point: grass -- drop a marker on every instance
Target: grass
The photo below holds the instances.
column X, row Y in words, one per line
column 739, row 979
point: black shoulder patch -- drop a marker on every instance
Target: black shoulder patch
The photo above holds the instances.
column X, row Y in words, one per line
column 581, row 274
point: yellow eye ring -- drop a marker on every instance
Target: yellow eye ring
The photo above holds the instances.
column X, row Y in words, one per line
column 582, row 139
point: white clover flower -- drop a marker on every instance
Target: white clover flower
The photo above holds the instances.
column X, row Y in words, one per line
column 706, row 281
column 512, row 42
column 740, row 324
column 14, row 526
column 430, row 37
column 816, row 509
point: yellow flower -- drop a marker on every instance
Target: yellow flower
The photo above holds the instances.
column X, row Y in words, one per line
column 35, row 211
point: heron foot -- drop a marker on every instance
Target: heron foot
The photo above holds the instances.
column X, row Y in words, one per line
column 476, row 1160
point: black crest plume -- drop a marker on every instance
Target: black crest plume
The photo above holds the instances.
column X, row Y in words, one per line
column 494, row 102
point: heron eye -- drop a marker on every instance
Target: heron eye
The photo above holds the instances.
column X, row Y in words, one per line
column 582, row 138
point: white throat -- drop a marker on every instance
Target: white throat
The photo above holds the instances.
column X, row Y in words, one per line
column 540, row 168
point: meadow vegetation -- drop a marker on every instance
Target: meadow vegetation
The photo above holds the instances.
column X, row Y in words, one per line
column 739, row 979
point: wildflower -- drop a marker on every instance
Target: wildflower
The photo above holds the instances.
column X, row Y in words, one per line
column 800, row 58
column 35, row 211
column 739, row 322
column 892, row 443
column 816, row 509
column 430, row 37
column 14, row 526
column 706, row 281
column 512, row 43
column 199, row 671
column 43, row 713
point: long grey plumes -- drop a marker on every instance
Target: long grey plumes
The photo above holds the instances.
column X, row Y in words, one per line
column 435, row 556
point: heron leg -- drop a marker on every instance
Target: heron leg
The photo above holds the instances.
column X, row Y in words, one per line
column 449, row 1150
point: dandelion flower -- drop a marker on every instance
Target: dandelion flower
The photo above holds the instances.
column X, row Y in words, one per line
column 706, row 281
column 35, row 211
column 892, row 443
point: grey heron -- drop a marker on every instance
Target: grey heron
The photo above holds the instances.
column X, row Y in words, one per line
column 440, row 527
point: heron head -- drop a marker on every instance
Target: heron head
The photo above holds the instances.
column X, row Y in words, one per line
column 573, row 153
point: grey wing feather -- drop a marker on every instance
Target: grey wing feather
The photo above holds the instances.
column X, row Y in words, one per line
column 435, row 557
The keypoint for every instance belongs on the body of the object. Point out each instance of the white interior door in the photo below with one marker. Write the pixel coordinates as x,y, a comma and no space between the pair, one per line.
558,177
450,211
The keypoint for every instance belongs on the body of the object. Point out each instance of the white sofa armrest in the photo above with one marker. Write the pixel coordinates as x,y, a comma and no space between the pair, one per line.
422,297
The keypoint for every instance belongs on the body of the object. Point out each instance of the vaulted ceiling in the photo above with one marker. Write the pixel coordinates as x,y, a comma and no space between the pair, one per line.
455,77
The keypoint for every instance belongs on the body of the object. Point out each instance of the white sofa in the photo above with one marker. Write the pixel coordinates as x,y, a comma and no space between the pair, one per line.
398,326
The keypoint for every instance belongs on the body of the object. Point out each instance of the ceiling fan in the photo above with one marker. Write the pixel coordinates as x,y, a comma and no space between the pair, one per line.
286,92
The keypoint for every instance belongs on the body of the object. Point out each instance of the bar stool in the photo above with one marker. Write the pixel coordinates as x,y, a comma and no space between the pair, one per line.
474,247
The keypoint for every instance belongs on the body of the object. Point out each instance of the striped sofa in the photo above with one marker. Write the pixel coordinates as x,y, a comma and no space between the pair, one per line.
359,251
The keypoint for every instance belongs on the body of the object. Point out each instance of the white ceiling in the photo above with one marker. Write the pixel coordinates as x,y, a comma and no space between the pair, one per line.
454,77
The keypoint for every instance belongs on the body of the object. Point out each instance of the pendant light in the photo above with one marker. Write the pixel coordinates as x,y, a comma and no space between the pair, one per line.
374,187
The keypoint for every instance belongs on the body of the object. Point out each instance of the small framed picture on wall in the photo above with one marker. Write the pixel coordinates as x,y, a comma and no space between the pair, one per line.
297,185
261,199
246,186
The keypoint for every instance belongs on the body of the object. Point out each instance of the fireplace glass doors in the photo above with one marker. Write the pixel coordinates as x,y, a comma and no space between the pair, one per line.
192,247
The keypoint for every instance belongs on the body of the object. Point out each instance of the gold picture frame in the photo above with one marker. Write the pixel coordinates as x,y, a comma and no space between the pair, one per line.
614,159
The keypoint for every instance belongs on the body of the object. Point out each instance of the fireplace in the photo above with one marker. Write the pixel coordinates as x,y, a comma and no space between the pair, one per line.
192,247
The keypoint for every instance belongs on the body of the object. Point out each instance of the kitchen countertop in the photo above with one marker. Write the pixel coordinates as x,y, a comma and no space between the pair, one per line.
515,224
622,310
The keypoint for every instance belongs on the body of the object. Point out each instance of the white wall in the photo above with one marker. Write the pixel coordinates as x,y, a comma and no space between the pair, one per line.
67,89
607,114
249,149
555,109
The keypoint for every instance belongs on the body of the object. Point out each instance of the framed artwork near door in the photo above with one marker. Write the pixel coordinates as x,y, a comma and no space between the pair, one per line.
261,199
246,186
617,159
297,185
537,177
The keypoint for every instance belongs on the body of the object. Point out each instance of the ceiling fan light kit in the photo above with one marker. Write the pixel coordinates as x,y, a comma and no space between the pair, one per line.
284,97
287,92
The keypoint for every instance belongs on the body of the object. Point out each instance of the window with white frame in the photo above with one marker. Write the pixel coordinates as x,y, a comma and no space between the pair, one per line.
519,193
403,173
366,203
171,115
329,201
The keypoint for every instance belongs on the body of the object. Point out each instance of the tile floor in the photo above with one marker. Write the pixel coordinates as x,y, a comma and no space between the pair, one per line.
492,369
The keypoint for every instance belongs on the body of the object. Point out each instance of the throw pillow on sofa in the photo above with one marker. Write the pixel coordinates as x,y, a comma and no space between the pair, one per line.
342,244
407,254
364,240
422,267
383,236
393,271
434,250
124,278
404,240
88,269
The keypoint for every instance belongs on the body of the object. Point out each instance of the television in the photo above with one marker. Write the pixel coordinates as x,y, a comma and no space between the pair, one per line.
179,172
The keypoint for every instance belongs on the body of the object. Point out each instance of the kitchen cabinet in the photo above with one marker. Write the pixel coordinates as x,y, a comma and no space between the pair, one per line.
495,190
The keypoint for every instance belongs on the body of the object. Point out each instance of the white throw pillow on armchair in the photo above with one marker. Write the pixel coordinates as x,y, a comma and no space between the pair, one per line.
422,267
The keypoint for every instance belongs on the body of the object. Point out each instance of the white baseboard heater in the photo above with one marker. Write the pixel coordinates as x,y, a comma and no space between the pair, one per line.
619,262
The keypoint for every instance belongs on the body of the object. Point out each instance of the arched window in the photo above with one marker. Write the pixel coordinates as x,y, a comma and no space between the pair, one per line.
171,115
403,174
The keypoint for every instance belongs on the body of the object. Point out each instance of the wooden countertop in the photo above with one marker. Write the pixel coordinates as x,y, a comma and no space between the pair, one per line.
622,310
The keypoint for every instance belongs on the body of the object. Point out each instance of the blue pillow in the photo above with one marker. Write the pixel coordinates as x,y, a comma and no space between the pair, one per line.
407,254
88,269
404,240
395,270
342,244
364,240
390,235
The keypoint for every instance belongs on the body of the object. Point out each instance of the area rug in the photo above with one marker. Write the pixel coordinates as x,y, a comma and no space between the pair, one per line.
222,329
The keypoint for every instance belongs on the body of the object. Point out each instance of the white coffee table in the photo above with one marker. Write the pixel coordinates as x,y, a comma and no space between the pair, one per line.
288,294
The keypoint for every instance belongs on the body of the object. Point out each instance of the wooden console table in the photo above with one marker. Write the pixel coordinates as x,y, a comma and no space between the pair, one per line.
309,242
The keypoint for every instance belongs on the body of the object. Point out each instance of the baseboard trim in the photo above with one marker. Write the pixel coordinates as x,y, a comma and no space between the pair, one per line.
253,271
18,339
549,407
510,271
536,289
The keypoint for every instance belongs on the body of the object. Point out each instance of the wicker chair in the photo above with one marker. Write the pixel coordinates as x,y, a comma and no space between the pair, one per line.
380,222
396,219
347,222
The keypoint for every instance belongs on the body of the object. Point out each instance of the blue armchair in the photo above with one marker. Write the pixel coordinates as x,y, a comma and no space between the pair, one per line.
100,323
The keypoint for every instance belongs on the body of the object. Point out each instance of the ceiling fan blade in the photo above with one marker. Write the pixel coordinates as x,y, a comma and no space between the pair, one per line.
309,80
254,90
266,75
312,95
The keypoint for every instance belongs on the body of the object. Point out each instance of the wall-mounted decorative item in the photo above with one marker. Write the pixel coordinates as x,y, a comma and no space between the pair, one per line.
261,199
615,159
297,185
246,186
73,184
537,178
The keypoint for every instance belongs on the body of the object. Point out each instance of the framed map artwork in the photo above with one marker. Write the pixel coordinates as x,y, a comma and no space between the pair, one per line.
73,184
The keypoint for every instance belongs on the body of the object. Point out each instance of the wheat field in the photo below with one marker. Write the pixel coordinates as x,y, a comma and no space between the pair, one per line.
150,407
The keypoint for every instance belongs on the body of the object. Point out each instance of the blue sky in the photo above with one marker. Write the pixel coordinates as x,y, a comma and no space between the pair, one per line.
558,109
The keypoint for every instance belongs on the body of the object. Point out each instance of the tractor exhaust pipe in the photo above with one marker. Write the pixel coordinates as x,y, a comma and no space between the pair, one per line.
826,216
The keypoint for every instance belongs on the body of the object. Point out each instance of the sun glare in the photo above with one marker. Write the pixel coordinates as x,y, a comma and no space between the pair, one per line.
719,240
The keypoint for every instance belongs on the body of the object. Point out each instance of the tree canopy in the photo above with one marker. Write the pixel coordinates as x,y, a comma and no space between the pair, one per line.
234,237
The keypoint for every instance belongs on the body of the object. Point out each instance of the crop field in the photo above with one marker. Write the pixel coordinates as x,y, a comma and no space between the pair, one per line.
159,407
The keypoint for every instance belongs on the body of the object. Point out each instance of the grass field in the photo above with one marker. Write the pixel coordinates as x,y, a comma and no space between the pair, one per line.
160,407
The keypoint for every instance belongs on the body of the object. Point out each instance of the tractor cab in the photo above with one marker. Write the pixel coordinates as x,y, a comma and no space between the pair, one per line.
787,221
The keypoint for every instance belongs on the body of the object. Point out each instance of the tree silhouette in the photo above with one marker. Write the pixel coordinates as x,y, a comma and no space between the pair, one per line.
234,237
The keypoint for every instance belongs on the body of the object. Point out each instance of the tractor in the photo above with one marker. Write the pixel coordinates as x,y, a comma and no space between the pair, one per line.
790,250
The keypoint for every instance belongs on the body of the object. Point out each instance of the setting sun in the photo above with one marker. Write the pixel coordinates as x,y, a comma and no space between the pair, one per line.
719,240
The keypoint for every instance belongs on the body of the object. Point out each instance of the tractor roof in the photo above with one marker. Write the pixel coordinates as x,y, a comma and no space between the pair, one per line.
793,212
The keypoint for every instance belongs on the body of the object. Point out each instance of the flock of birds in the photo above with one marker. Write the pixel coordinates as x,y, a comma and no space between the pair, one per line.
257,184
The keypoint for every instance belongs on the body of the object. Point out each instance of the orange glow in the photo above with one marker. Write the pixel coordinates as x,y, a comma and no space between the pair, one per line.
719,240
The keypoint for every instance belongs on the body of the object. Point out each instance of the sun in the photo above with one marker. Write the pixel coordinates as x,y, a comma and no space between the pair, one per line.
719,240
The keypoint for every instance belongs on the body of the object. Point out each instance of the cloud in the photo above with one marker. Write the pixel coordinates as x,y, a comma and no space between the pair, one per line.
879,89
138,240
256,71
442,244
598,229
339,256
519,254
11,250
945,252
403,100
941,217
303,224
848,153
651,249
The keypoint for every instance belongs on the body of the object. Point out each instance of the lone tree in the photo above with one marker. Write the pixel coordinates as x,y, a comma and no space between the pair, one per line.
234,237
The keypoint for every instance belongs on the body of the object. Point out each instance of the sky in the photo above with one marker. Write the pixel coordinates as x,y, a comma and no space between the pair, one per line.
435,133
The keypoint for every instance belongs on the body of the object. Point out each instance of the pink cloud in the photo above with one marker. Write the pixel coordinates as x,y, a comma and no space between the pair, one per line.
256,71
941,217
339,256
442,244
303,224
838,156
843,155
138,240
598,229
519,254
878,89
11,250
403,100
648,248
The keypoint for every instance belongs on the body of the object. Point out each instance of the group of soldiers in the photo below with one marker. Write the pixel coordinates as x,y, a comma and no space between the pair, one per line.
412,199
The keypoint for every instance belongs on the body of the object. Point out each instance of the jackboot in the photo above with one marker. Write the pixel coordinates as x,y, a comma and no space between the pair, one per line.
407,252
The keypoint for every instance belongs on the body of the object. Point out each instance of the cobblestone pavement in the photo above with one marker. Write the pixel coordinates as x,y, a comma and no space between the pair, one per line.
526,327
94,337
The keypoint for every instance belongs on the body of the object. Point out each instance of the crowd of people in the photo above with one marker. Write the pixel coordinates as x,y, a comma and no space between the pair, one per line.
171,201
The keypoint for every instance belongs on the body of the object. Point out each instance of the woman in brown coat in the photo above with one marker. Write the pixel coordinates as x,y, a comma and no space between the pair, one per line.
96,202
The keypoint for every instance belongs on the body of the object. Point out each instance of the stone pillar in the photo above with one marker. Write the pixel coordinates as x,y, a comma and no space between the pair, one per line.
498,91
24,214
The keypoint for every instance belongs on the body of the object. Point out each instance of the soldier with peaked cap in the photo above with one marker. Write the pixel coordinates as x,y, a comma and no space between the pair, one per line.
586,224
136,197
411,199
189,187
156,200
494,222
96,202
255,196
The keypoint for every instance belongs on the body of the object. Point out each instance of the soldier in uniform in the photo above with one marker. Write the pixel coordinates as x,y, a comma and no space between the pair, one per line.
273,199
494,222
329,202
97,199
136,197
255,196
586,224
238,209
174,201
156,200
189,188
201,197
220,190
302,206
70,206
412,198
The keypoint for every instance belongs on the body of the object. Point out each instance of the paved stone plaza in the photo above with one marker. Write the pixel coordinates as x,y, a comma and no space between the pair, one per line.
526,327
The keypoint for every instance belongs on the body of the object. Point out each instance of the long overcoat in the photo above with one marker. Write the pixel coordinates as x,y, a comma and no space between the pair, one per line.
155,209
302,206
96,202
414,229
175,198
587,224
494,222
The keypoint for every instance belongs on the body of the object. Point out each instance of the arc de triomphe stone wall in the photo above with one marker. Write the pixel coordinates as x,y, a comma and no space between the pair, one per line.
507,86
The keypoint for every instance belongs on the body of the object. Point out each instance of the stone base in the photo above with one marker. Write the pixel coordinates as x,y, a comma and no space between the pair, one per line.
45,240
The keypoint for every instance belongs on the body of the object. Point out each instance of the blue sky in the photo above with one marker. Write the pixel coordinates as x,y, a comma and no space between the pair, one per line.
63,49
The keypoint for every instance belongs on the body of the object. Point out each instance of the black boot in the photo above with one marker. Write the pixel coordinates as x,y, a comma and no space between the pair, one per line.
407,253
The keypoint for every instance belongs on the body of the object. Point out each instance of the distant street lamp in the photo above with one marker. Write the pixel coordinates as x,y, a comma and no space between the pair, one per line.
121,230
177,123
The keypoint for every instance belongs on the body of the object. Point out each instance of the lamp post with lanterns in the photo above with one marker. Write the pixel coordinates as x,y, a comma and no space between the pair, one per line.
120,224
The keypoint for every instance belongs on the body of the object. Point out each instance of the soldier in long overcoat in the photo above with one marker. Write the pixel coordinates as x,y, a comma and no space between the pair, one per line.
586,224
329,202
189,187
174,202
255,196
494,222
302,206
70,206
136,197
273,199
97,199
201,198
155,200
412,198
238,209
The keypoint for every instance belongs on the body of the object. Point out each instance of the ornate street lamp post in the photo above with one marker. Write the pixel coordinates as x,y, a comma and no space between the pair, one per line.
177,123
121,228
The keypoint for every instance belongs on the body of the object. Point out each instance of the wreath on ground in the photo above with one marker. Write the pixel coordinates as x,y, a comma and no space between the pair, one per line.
══════
• TASK OBJECTIVE: Retype exactly the lines of the data above, starting at its first line and finishing with the line that has "Target: heron foot" in it.

• SOLUTION:
point: grass -- drop a marker on every instance
Target: grass
The photo below holds the instances.
column X, row Y in words, one per line
column 739, row 979
point: black shoulder patch -- drop a marker on every instance
Target: black shoulder patch
The photo above holds the instances.
column X, row Y in words, one per line
column 581, row 274
point: yellow eye ring -- drop a marker on every instance
Target: yellow eye ring
The photo above holds the instances.
column X, row Y in words, one per line
column 582, row 139
point: white clover flower -- drop a marker on every instance
Target: white clover flower
The photo above holds the instances.
column X, row Y in words, one per line
column 706, row 281
column 512, row 42
column 740, row 324
column 14, row 526
column 430, row 37
column 816, row 509
point: yellow flower -- drop a marker on every instance
Target: yellow flower
The photo above holds the instances.
column X, row Y in words, one per line
column 35, row 211
point: heron foot -- drop a marker on every instance
Target: heron foot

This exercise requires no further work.